-- Data listing --
※
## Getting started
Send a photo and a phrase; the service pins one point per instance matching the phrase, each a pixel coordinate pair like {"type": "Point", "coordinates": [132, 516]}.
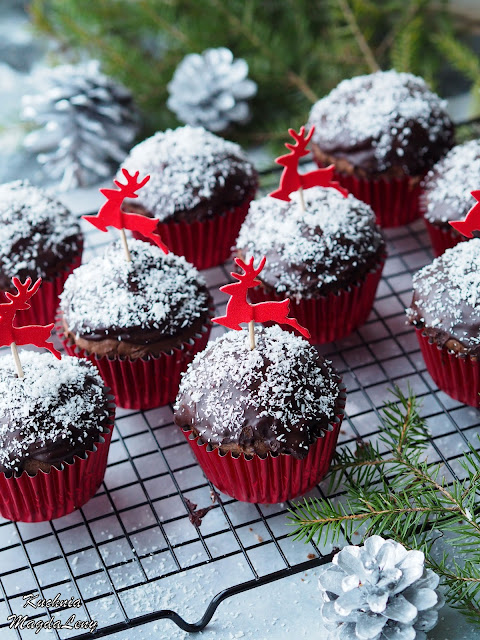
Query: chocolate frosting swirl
{"type": "Point", "coordinates": [60, 409]}
{"type": "Point", "coordinates": [446, 299]}
{"type": "Point", "coordinates": [332, 245]}
{"type": "Point", "coordinates": [38, 235]}
{"type": "Point", "coordinates": [194, 175]}
{"type": "Point", "coordinates": [154, 298]}
{"type": "Point", "coordinates": [447, 187]}
{"type": "Point", "coordinates": [278, 398]}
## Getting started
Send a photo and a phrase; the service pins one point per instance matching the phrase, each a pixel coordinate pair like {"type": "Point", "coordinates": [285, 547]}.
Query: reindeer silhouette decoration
{"type": "Point", "coordinates": [291, 180]}
{"type": "Point", "coordinates": [13, 336]}
{"type": "Point", "coordinates": [112, 215]}
{"type": "Point", "coordinates": [472, 221]}
{"type": "Point", "coordinates": [240, 310]}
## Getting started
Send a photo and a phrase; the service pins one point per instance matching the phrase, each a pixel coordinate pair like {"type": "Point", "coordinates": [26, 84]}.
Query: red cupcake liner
{"type": "Point", "coordinates": [53, 494]}
{"type": "Point", "coordinates": [204, 244]}
{"type": "Point", "coordinates": [44, 303]}
{"type": "Point", "coordinates": [271, 479]}
{"type": "Point", "coordinates": [333, 316]}
{"type": "Point", "coordinates": [457, 375]}
{"type": "Point", "coordinates": [442, 238]}
{"type": "Point", "coordinates": [395, 201]}
{"type": "Point", "coordinates": [142, 383]}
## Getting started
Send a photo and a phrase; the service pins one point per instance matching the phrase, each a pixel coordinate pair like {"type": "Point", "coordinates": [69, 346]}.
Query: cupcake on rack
{"type": "Point", "coordinates": [40, 238]}
{"type": "Point", "coordinates": [324, 250]}
{"type": "Point", "coordinates": [382, 132]}
{"type": "Point", "coordinates": [199, 191]}
{"type": "Point", "coordinates": [262, 411]}
{"type": "Point", "coordinates": [139, 314]}
{"type": "Point", "coordinates": [446, 193]}
{"type": "Point", "coordinates": [56, 421]}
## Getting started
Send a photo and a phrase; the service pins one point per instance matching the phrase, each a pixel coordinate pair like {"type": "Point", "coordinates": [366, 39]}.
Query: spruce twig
{"type": "Point", "coordinates": [392, 489]}
{"type": "Point", "coordinates": [358, 35]}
※
-- Description of the task --
Each record above should be retyped exactly, with no pictures carried over.

-- Task result --
## Getting started
Send a photo and a phrase; the service pins one point per instance matching the phrase, each a pixel coordinate pair like {"type": "Point", "coordinates": [132, 516]}.
Query: chocolate frosting swirl
{"type": "Point", "coordinates": [60, 409]}
{"type": "Point", "coordinates": [446, 299]}
{"type": "Point", "coordinates": [332, 245]}
{"type": "Point", "coordinates": [38, 235]}
{"type": "Point", "coordinates": [194, 175]}
{"type": "Point", "coordinates": [154, 298]}
{"type": "Point", "coordinates": [447, 187]}
{"type": "Point", "coordinates": [278, 398]}
## Getting started
Send a photo and a phrase; the service pins one point per instance matching the phrase, each a pixel coordinate pair like {"type": "Point", "coordinates": [285, 547]}.
Query: reindeer silhouette decoration
{"type": "Point", "coordinates": [291, 180]}
{"type": "Point", "coordinates": [13, 336]}
{"type": "Point", "coordinates": [112, 215]}
{"type": "Point", "coordinates": [472, 221]}
{"type": "Point", "coordinates": [240, 310]}
## Getting started
Send a photo and a phrase; the service pins one point per instance matching the phrase, each a pixel coordinate pair like {"type": "Point", "coordinates": [26, 84]}.
Query: red cupcake liner
{"type": "Point", "coordinates": [53, 494]}
{"type": "Point", "coordinates": [204, 244]}
{"type": "Point", "coordinates": [44, 303]}
{"type": "Point", "coordinates": [271, 479]}
{"type": "Point", "coordinates": [333, 316]}
{"type": "Point", "coordinates": [457, 375]}
{"type": "Point", "coordinates": [442, 238]}
{"type": "Point", "coordinates": [395, 201]}
{"type": "Point", "coordinates": [142, 383]}
## Getting started
Send a photo and a phrase; the service pins one point per instance matching the phrase, each a pixel coordinate pair like {"type": "Point", "coordinates": [69, 346]}.
Query: cupcake on rack
{"type": "Point", "coordinates": [40, 238]}
{"type": "Point", "coordinates": [324, 250]}
{"type": "Point", "coordinates": [382, 132]}
{"type": "Point", "coordinates": [199, 191]}
{"type": "Point", "coordinates": [262, 411]}
{"type": "Point", "coordinates": [139, 314]}
{"type": "Point", "coordinates": [446, 193]}
{"type": "Point", "coordinates": [56, 421]}
## Getting started
Send a photo and a phrase; the service pins one point per instance matching the phrase, each a pixel coordinate pair like {"type": "Point", "coordinates": [366, 39]}.
Query: spruce twig
{"type": "Point", "coordinates": [392, 489]}
{"type": "Point", "coordinates": [358, 35]}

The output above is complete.